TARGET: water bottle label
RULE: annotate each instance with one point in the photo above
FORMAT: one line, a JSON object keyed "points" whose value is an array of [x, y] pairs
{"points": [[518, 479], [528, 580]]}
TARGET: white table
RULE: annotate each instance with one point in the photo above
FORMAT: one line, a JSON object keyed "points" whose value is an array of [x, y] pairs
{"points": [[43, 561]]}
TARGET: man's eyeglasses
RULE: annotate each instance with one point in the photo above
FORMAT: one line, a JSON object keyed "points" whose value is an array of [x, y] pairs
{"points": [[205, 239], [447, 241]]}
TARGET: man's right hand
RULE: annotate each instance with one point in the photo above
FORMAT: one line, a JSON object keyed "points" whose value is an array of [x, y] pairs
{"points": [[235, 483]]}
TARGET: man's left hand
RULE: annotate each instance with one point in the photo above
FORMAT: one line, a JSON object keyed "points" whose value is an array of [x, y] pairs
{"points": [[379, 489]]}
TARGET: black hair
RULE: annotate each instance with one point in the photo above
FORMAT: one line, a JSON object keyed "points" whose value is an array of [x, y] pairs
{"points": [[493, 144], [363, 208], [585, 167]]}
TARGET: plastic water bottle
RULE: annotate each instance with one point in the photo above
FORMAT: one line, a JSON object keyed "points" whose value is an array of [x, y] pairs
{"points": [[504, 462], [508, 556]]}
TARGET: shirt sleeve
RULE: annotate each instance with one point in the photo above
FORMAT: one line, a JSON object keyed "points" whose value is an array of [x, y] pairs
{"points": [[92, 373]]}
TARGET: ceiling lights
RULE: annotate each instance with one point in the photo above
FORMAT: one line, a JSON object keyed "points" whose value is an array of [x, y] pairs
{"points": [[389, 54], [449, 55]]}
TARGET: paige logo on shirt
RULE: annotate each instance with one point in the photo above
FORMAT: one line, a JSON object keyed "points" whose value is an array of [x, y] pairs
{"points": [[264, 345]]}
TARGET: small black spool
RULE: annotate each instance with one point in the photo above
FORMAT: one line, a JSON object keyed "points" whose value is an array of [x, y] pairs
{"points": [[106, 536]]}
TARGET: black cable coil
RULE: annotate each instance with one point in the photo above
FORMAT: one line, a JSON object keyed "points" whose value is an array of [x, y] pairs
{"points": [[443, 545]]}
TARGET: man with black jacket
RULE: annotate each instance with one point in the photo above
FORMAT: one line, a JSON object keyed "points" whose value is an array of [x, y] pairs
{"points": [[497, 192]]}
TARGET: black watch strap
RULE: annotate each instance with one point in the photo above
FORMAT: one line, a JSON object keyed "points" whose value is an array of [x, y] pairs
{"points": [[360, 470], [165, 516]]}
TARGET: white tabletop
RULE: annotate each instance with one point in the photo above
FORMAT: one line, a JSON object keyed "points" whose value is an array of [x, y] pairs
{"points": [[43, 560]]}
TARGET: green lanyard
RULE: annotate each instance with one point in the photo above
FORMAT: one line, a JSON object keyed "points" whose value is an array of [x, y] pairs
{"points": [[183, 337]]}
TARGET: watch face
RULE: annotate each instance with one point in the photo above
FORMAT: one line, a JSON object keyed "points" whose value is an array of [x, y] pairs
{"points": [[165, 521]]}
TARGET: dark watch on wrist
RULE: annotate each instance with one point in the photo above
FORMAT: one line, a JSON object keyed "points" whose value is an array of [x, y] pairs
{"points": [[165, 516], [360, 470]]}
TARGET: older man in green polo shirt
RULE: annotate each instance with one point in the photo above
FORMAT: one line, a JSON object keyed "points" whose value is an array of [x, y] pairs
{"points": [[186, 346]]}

━━━━━━━━━━━━━━━━━━━━

Work to be completed - Reproduce every record above line for line, with no changes.

Final result -
TARGET: water bottle label
RULE: annotate each instance with one point in the photo above
FORMAT: one line, a JSON object keyed "points" whose value is an array of [x, y] pairs
{"points": [[518, 479], [528, 580]]}
TARGET: white table
RULE: annotate each instance with one point in the photo above
FORMAT: one line, a JSON object keyed "points" whose value is an array of [x, y] pairs
{"points": [[43, 561]]}
TARGET: man's eyeglasses
RULE: annotate each instance with one point in the photo above
FORMAT: one line, a JSON object keyed "points" whose value is an array of [x, y] pairs
{"points": [[205, 239], [447, 241]]}
TARGET: man's right hand
RULE: annotate each instance with one point in the photo above
FORMAT: one line, a JSON object keyed "points" whose value is an array of [x, y] pairs
{"points": [[235, 483]]}
TARGET: man's left hand
RULE: annotate each instance with one point in the photo above
FORMAT: one line, a JSON object keyed "points" whose value is an array of [x, y] pairs
{"points": [[379, 489]]}
TARGET: black hair
RULE: annotate each instance with one point in the photo above
FORMAT: one line, a JSON object keyed "points" whose value is an array of [x, y] pairs
{"points": [[493, 144], [363, 208], [585, 167]]}
TARGET: plastic water bottle
RULE: annotate each instance with one point in the photo above
FORMAT: one line, a JSON object keyed "points" whose value is an array of [x, y] pairs
{"points": [[504, 462], [508, 556]]}
TARGET: shirt sleeve
RULE: annotate each instance with one point in the photo above
FORMAT: one line, a JSON object keyed "points" whose value is an array of [x, y] pairs
{"points": [[92, 373]]}
TARGET: ceiling lights
RULE: annotate each instance with one point in the photo above
FORMAT: one line, a JSON object keyed "points" whose value is an array of [x, y] pairs
{"points": [[389, 54], [449, 55]]}
TARGET: paige logo on shirt
RULE: annotate each instance with one point in the photo above
FORMAT: one line, a JSON object keyed "points" whose value is an array of [x, y] pairs
{"points": [[264, 345]]}
TARGET: small black spool
RULE: annotate each instance with one point in the photo above
FORMAT: one line, a JSON object keyed "points" whose value is an array of [x, y] pairs
{"points": [[106, 536]]}
TARGET: black cable coil
RULE: annotate each instance with one point in the photo above
FORMAT: one line, a JSON object keyed "points" whose value is an array of [x, y] pairs
{"points": [[443, 545]]}
TARGET: man with black jacket
RULE: annotate each instance with one point in the photo above
FORMAT: one line, a JSON object keyed "points" whose value is an array of [x, y] pairs
{"points": [[497, 192]]}
TARGET: black watch strap
RULE: annotate each instance with one point in the photo above
FORMAT: one line, a JSON object keyed "points" whose value is an array of [x, y] pairs
{"points": [[360, 470], [165, 516]]}
TARGET: white tabletop
RULE: annotate each instance with one point in the photo above
FORMAT: one line, a JSON object keyed "points" whose value is an array of [x, y] pairs
{"points": [[43, 560]]}
TARGET: green lanyard
RULE: annotate each instance with one point in the photo above
FORMAT: one line, a JSON object keyed "points" whose value is an array of [x, y] pairs
{"points": [[183, 337]]}
TARGET: watch face
RULE: annotate each instance with one point in the photo above
FORMAT: one line, a JSON object keyed "points" whose value is an array of [x, y] pairs
{"points": [[165, 521]]}
TARGET: dark watch on wrist
RULE: annotate each instance with one point in the photo above
FORMAT: one line, a JSON object keyed "points" whose value is an array of [x, y] pairs
{"points": [[165, 516], [360, 470]]}
TARGET: older man in green polo shirt
RULE: annotate each instance with one point in the photo above
FORMAT: one line, a JSON object keyed "points" whose value is an array of [x, y] pairs
{"points": [[186, 346]]}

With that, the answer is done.